• **Provided text**:

————————

The Affinities, by Robert Charles Wilson
A lot's been said over the years about how technology changes us — about it's effect in the past, present, or future; what we gain and lose of ourselves; what we keep and what we leave by the side of the road. In a way, the discussion of culture can become like a discussion of technology itself, in terms of the effects of the introduction of new ideas, mechanisms, or circumstances. Robert Charles Wilson's new novel, The Affinities
, does just that, exploring how one man's sense of identity and his place in the world is affected by the creation of a new technique that places people in their most optimal peer group, and how that ultimate cooperation creates a system of tribalism and potentially dangerous competition between rival groups of personality types.

————————

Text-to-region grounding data
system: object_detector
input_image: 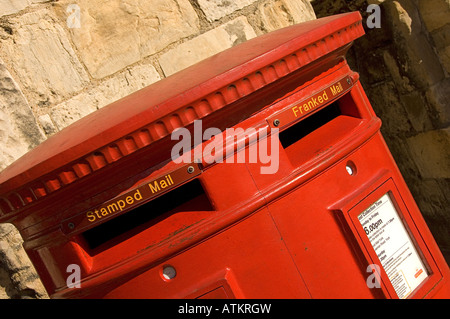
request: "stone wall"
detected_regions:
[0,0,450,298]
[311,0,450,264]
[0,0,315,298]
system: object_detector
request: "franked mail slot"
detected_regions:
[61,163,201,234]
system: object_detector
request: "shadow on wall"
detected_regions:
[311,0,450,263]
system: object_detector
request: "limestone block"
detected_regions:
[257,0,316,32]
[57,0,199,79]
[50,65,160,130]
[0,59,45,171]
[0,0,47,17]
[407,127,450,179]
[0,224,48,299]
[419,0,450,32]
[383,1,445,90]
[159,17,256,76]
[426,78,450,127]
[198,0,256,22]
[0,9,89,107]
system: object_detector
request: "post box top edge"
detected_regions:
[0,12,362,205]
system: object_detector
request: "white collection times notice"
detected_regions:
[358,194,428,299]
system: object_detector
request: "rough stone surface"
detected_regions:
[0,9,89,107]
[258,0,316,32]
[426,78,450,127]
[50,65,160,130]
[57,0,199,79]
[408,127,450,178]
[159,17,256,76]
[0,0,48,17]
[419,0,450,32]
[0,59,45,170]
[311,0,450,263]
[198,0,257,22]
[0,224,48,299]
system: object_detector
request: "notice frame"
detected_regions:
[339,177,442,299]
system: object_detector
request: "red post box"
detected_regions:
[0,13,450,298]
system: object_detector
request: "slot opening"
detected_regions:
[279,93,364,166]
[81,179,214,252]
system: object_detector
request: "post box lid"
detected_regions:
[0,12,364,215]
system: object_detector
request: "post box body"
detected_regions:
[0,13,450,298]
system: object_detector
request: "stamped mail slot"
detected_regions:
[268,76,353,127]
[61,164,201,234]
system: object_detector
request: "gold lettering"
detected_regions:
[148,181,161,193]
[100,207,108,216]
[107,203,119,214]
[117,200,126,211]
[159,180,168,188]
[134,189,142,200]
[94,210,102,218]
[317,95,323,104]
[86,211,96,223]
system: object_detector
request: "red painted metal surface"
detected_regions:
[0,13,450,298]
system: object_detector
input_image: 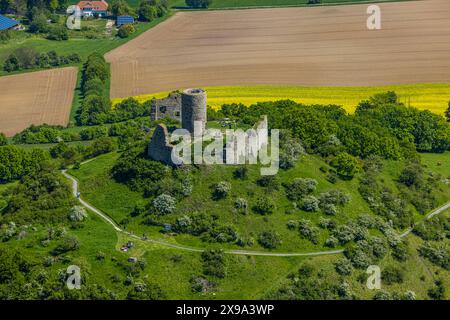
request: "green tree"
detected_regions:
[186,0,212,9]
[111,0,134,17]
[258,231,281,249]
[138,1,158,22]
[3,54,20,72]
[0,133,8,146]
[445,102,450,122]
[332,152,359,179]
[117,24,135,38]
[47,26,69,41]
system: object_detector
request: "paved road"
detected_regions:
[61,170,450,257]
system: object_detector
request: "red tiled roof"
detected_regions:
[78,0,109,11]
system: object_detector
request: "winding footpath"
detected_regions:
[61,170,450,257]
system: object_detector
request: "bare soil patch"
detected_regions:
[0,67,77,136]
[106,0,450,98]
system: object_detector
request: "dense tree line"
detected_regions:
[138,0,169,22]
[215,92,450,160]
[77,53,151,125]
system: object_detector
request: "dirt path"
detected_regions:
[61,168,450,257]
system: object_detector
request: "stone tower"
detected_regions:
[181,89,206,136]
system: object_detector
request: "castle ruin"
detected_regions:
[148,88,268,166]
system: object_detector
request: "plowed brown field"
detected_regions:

————————

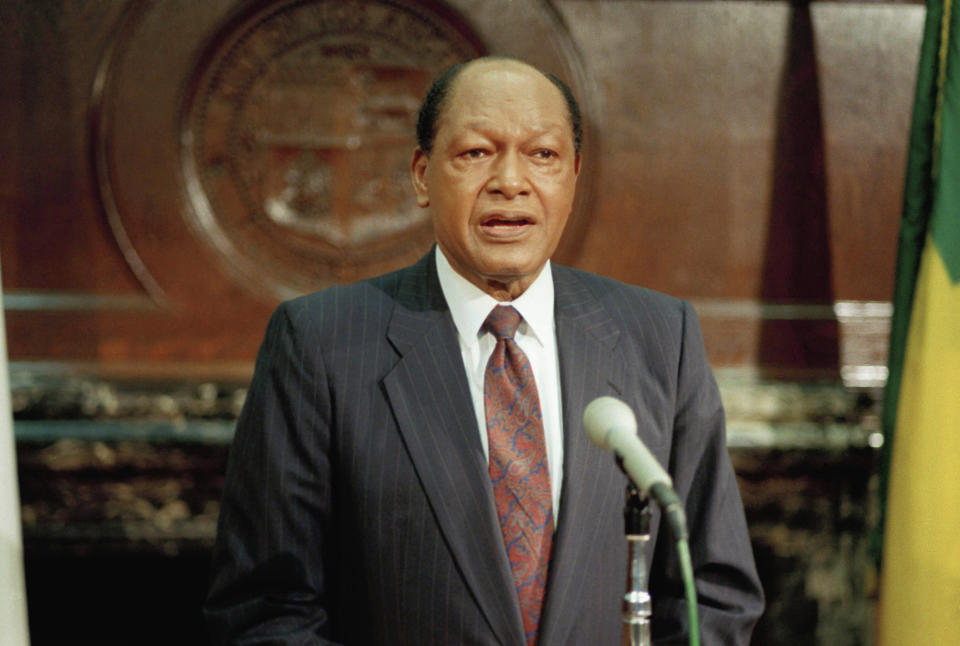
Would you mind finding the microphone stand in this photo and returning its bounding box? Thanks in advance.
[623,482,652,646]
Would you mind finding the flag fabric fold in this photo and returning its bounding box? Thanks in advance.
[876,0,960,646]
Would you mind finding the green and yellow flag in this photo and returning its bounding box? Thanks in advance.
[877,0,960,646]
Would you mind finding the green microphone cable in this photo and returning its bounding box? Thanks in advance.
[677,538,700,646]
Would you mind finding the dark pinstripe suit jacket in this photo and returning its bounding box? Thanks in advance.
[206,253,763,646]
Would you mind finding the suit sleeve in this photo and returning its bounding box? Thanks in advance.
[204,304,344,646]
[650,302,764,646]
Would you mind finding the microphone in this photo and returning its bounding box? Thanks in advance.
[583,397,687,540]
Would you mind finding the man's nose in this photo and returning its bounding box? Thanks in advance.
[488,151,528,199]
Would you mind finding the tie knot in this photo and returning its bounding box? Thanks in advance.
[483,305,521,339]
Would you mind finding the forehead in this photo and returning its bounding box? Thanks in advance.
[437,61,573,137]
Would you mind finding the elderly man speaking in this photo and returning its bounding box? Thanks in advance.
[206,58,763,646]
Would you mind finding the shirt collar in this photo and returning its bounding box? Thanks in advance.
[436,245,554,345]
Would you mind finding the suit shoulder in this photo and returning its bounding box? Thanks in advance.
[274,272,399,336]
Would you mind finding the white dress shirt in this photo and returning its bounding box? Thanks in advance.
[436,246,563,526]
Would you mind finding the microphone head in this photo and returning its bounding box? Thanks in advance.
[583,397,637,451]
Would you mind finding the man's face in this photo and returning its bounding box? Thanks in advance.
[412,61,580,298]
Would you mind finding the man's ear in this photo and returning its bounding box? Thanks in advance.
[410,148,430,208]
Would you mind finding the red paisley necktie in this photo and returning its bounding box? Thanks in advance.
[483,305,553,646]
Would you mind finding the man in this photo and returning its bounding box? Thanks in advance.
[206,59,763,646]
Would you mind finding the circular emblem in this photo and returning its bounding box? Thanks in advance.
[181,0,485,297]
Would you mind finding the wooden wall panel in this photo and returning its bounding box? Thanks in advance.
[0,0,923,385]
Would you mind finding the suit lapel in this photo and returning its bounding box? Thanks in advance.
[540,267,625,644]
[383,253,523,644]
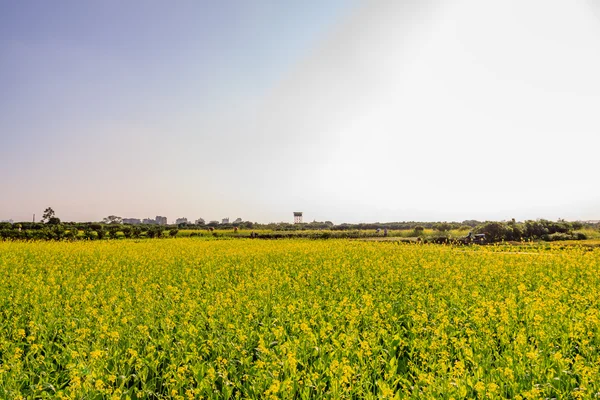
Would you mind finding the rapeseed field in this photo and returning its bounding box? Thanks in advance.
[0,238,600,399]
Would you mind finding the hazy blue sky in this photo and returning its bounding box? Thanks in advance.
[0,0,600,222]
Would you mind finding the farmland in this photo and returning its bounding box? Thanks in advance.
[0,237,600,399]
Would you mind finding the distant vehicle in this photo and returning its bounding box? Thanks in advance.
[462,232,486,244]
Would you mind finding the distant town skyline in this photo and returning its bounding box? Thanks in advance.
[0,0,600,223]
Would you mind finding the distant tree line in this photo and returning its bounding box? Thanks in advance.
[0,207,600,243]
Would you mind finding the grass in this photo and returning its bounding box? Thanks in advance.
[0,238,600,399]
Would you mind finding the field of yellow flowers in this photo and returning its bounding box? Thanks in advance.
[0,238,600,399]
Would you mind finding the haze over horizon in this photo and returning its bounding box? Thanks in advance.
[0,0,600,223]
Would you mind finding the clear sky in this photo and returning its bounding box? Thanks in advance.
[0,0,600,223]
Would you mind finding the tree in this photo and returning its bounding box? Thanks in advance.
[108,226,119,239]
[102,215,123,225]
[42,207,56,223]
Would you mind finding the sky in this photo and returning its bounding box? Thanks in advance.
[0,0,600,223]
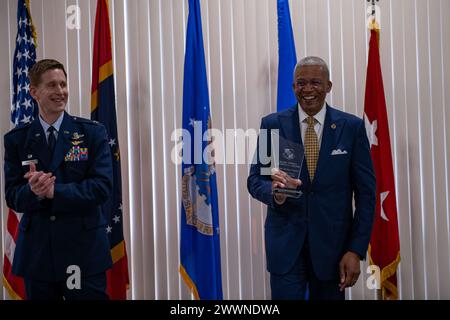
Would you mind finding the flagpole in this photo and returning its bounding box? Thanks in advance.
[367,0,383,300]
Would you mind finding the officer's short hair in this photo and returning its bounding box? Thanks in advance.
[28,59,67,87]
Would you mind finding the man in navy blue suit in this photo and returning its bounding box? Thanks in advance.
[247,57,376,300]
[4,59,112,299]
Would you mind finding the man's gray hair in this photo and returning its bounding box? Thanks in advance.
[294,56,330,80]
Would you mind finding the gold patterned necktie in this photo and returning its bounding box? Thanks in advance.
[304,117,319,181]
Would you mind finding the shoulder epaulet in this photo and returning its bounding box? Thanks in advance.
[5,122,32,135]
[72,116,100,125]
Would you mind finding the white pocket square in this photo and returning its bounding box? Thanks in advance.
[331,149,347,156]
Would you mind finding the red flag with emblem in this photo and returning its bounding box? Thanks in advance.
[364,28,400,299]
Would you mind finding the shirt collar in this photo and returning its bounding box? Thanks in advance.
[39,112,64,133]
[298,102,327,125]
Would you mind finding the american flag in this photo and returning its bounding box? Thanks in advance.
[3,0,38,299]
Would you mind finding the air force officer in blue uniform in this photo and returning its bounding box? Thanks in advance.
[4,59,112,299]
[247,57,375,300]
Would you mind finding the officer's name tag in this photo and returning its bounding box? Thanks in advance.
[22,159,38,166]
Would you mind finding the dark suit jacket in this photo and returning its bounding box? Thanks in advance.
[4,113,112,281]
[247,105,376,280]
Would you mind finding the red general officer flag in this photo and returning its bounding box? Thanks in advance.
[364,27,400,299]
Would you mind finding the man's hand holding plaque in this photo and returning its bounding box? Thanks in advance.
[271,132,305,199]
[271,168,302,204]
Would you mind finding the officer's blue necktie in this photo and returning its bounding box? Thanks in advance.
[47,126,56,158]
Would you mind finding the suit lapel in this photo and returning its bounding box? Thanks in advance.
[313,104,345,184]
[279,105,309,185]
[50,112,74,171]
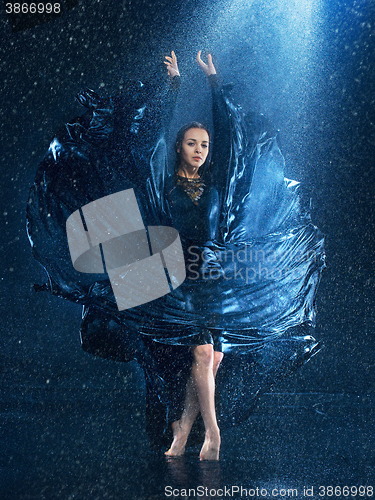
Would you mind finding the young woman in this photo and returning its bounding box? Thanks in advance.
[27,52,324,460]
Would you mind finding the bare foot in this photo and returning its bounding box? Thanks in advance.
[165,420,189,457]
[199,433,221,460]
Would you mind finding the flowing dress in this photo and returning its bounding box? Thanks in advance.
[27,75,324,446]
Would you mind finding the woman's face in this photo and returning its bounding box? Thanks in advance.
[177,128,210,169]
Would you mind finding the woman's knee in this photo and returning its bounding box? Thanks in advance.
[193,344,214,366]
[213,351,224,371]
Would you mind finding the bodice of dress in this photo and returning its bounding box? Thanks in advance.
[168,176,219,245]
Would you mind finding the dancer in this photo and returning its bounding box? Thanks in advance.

————————

Rewrite the text about The Affinities, starting with "The Affinities, by" and going on through "of personality types.", substituting "social circle" for "peer group".

• **Output below**:
The Affinities, by Robert Charles Wilson
A lot's been said over the years about how technology changes us — about it's effect in the past, present, or future; what we gain and lose of ourselves; what we keep and what we leave by the side of the road. In a way, the discussion of culture can become like a discussion of technology itself, in terms of the effects of the introduction of new ideas, mechanisms, or circumstances. Robert Charles Wilson's new novel, The Affinities
, does just that, exploring how one man's sense of identity and his place in the world is affected by the creation of a new technique that places people in their most optimal social circle, and how that ultimate cooperation creates a system of tribalism and potentially dangerous competition between rival groups of personality types.